━━━ Dataset entries

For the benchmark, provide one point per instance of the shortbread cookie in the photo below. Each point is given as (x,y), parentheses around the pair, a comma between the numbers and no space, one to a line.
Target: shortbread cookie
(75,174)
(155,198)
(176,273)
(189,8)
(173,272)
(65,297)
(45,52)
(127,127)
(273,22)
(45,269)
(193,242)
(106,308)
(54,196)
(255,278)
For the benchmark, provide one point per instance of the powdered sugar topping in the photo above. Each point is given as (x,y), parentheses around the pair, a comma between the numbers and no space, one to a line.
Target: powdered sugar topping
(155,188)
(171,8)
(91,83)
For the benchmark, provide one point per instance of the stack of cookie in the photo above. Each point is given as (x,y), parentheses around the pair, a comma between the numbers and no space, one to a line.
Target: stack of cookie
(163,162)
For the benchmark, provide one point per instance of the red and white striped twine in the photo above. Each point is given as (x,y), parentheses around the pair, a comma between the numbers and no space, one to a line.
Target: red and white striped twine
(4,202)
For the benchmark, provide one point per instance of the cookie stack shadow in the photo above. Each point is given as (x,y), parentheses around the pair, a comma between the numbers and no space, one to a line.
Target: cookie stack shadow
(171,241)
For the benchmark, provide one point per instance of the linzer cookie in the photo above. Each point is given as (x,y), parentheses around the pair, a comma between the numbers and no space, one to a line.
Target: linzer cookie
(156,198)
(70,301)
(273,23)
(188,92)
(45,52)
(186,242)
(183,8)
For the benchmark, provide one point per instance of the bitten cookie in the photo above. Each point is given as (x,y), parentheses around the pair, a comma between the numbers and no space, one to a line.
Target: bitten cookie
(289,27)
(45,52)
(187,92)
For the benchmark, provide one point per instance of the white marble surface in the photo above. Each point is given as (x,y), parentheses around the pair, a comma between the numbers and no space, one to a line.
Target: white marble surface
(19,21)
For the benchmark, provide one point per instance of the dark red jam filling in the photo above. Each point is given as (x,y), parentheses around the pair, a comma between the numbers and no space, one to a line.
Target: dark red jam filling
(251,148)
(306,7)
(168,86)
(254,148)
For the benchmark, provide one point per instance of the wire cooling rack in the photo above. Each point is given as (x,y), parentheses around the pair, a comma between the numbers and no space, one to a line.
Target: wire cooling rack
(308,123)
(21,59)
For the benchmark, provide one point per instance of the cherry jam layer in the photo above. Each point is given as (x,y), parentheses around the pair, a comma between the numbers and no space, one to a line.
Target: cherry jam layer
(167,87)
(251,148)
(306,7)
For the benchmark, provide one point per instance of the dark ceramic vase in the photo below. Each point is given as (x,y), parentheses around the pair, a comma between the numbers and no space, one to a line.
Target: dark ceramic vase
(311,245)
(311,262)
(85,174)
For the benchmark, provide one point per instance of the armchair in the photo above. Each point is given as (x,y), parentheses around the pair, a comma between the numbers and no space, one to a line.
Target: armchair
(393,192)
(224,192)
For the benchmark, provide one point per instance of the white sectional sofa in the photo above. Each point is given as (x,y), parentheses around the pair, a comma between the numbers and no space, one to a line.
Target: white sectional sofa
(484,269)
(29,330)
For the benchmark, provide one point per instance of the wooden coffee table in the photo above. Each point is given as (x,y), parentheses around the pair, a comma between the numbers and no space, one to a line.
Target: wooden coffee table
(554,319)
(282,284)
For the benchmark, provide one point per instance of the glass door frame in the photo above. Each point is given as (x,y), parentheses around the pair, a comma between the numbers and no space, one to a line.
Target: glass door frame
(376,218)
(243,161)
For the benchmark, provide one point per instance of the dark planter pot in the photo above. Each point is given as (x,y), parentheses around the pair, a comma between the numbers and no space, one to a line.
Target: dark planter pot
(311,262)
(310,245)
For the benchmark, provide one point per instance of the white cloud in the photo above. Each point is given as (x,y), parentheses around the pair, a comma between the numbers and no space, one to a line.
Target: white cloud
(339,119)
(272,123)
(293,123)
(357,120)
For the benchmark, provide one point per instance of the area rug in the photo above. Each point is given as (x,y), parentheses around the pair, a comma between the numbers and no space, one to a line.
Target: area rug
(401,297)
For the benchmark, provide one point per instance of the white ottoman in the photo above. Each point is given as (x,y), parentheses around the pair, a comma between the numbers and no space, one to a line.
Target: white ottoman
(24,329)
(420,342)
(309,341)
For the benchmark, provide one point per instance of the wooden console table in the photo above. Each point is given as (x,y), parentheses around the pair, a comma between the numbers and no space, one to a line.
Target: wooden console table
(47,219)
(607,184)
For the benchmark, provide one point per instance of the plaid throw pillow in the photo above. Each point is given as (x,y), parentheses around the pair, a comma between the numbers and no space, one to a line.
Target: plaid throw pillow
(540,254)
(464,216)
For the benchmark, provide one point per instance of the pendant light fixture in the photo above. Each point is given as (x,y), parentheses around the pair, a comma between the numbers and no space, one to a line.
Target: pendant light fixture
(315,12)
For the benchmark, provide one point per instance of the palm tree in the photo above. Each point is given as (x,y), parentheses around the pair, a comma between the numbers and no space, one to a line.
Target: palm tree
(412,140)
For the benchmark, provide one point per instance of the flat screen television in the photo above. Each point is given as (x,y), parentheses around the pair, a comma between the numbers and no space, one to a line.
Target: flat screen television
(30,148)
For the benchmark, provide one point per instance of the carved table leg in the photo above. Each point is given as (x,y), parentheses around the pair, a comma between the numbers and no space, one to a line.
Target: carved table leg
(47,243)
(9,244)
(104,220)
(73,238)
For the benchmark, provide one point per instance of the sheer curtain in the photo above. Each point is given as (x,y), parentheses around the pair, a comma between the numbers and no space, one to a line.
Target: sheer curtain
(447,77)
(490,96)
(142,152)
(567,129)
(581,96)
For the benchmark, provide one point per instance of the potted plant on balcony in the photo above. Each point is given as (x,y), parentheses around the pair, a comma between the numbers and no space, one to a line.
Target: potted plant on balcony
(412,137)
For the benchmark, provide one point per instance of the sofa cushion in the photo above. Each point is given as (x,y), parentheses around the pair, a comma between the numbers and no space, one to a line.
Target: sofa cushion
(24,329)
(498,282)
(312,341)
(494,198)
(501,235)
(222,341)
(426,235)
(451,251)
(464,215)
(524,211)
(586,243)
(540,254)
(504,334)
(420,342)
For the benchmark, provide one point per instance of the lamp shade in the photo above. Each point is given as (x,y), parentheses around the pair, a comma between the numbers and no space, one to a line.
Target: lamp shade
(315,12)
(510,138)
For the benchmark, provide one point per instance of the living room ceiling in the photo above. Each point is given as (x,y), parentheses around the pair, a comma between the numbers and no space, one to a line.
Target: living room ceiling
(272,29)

━━━━━━

Render every line of the records above as a JSON list of strings, one string per line, leaving out blank lines.

[
  "For the benchmark, provide one point per instance of the shortbread cookie in the photo below. Each point is given as (x,y), parentheses around the pair, a comma between the numbers and no space, one to a line.",
  "Target: shortbread cookie",
  "(75,174)",
  "(155,198)",
  "(176,273)",
  "(189,8)",
  "(173,272)",
  "(65,297)",
  "(45,52)",
  "(127,127)",
  "(273,22)",
  "(45,269)",
  "(193,242)",
  "(106,308)",
  "(54,196)",
  "(255,278)",
  "For the benchmark, provide one point per instance of the powdered sugar topping in the photo above. Each point is given as (x,y), parentheses around the pair, a comma between the numbers and no space, one to a line.",
  "Target: powdered sugar topping",
  "(155,188)",
  "(171,8)",
  "(91,83)",
  "For the benchmark, provide one point per instance of the stack of cookie in the photo above. Each point is given as (x,y), parentheses around the pair, a comma between the numbers and no space, one to a line.",
  "Target: stack of cookie",
  "(163,162)",
  "For the benchmark, provide one point per instance of the red and white striped twine in the photo above. Each point is given as (x,y), parentheses around the pair, a comma between the numbers and no space, one to a line.",
  "Target: red and white striped twine",
  "(4,202)",
  "For the benchmark, provide one point per instance of the cookie stack shadow in the photo above. Each point is given as (x,y), parentheses around the pair, a comma between the numbers and no space, one to a line.",
  "Target: cookie stack shadow",
  "(171,241)",
  "For the benchmark, provide one point per instance of the linzer cookie in the photo above. Each point is given as (x,y), parentheses around the pair, a comma between the numbers and no space, one to a line.",
  "Target: linzer cookie",
  "(156,198)",
  "(70,301)",
  "(273,23)",
  "(188,92)",
  "(45,52)",
  "(186,242)",
  "(183,8)",
  "For the benchmark, provide one point per instance of the bitten cookie in the photo above. Each point is given as (x,y), parentheses around the pair, a comma between the numbers and no space, one to a line.",
  "Target: bitten cookie",
  "(289,27)",
  "(45,52)",
  "(187,92)",
  "For the benchmark, provide one point per instance of the white marble surface in the photo above. Each point is given as (x,y), parentheses around the pair, a comma between the numbers and no space, one to a line.",
  "Target: white marble surface",
  "(19,21)",
  "For the benchmark, provide one point per instance of the dark red jam filling in the photo above. Each point is given as (x,y), parentheses around the pair, a comma between the numbers and no space, one to a line.",
  "Target: dark red jam filling",
  "(251,148)",
  "(306,7)",
  "(168,86)",
  "(254,148)",
  "For the benchmark, provide one point per instance of the wire cooling rack in the photo above. Each point is given as (x,y), parentheses around the pair, a comma between the numbers and no space, one to a line.",
  "Target: wire cooling rack",
  "(308,123)",
  "(21,59)",
  "For the benchmark, provide one point per instance of the cherry jam layer in the photo above. Each point is given as (x,y), parentheses around the pair, a comma between the numbers and no space, one to a line.",
  "Target: cherry jam layer",
  "(167,87)",
  "(251,148)",
  "(306,7)",
  "For the benchmark, provide one point per instance of the dark ceramic vase in the photo below. Each point is given as (x,y), parentheses around the pair, a comma between the numbers and no space, one to a line.",
  "Target: dark ceramic vase",
  "(311,245)",
  "(311,262)",
  "(85,174)",
  "For the benchmark, provide one point per instance of the armchair in the photo above. Each point is given as (x,y), parentheses around the pair, a comma between the numbers and no space, one to a line.",
  "Target: armchair",
  "(393,192)",
  "(224,192)",
  "For the benchmark, provide one point per instance of the white sectional sofa in the photo above. Each point is given as (x,y), parentheses around the pair, a comma between the numbers and no space, one to a line.",
  "Target: white sectional sofa",
  "(484,269)",
  "(29,330)",
  "For the benchmark, provide one point per instance of the wooden coffee table in the photo above. Each point is given as (x,y), parentheses around the pair, a comma between the numbers and no space, one to a line.",
  "Target: wooden coffee table",
  "(554,319)",
  "(282,284)",
  "For the benchmark, provide one point per instance of the glass door frame in the photo above. Each point is given as (x,y), parentheses around the pair, a comma between the numbers and no space, one to a line.",
  "Target: glass door frame",
  "(376,218)",
  "(243,161)",
  "For the benchmark, provide one point per instance of the dark planter pot in the photo above. Each point is given as (x,y), parentheses around the pair, a comma between the numbers and no space, one to a line.",
  "Target: dark planter pot",
  "(311,262)",
  "(310,245)",
  "For the benchmark, provide one point per instance of the white cloud in the photo above. Each point is given as (x,y), parentheses around the pair, a comma between the numbers and no space, one to a line.",
  "Target: white cloud",
  "(339,119)",
  "(272,123)",
  "(293,123)",
  "(357,120)",
  "For the benchmark, provide one point per instance of the area rug in the photo above. Each point is given as (x,y), parentheses around the pair, a comma between the numbers and no space, one to a line.",
  "Target: area rug",
  "(401,297)",
  "For the benchmark, provide one point per instance of the white ottoman in the photo above. Each point is given as (x,y), parentheses around the pair, a comma between the numbers and no space, one to a line.",
  "Target: white ottoman",
  "(24,329)",
  "(420,342)",
  "(309,341)",
  "For the benchmark, provide one point per instance of the wooden console table in the photo above. Each point is given as (x,y), parentheses around the pair, a comma between the numbers and no space, one to a line.",
  "Target: wooden console table",
  "(47,219)",
  "(607,184)",
  "For the benchmark, provide one point per instance of the plaid throw pillow in the photo above. Each point is given as (x,y), parentheses around the pair, a comma between the numbers and no space, one to a line.",
  "Target: plaid throw pillow",
  "(540,254)",
  "(464,216)",
  "For the benchmark, provide one point per instance of the pendant light fixture in the photo above. Each point is given as (x,y), parentheses around the pair, a comma between the numbers and no space, one to a line.",
  "Target: pendant light fixture",
  "(315,12)",
  "For the benchmark, provide one point per instance of the palm tree in the photo above. Each point is given as (x,y), parentheses around the pair, a comma between the numbers and no space, one to a line.",
  "Target: palm tree",
  "(412,140)",
  "For the benchmark, provide one point per instance of the flat screen television in the photo above. Each point is given as (x,y), parentheses around the pair, a comma between the numbers and no space, one to a line.",
  "Target: flat screen television",
  "(30,148)",
  "For the benchmark, provide one point per instance of the carved table leg in the photo above. Each point is given as (x,y), parentheses around the pair, a comma between the numbers and no space, one to a line.",
  "Target: carved table leg",
  "(47,243)",
  "(9,244)",
  "(104,220)",
  "(73,238)",
  "For the benchmark, provide one point per instance of the sheer curtain in the photo above. Each point is given as (x,y), parentheses around the pair, a comma between the numbers and no space, one to a line.",
  "Target: sheer curtain",
  "(447,77)",
  "(490,96)",
  "(142,152)",
  "(567,129)",
  "(581,96)",
  "For the benchmark, provide one point per instance of the potted plant on balcony in the photo above. Each point is given as (x,y), parentheses around the pair, a comma between the numbers and no space, one to a line.",
  "Target: potted plant on balcony",
  "(412,137)",
  "For the benchmark, provide one point per instance of the sofa cushion in the photo above. Each point is given as (x,y), parentheses around the pair, a comma between the numbers and no space, one to a line.",
  "Target: sofa cushion",
  "(24,329)",
  "(498,282)",
  "(312,341)",
  "(494,198)",
  "(501,235)",
  "(222,341)",
  "(426,235)",
  "(451,251)",
  "(464,215)",
  "(524,211)",
  "(586,243)",
  "(540,254)",
  "(504,334)",
  "(420,342)",
  "For the benchmark, provide one point per instance of the lamp shade in the photo above. Each point is given as (x,y), parentheses around the pair, a comma between the numbers and no space, one to a line.",
  "Target: lamp shade",
  "(315,12)",
  "(510,138)",
  "For the benchmark, provide one point per instance of the living room ceiling in the photo above. Each point is given as (x,y), parentheses around the pair, a comma between the numbers and no space, one to a line.",
  "Target: living room ceiling",
  "(272,29)"
]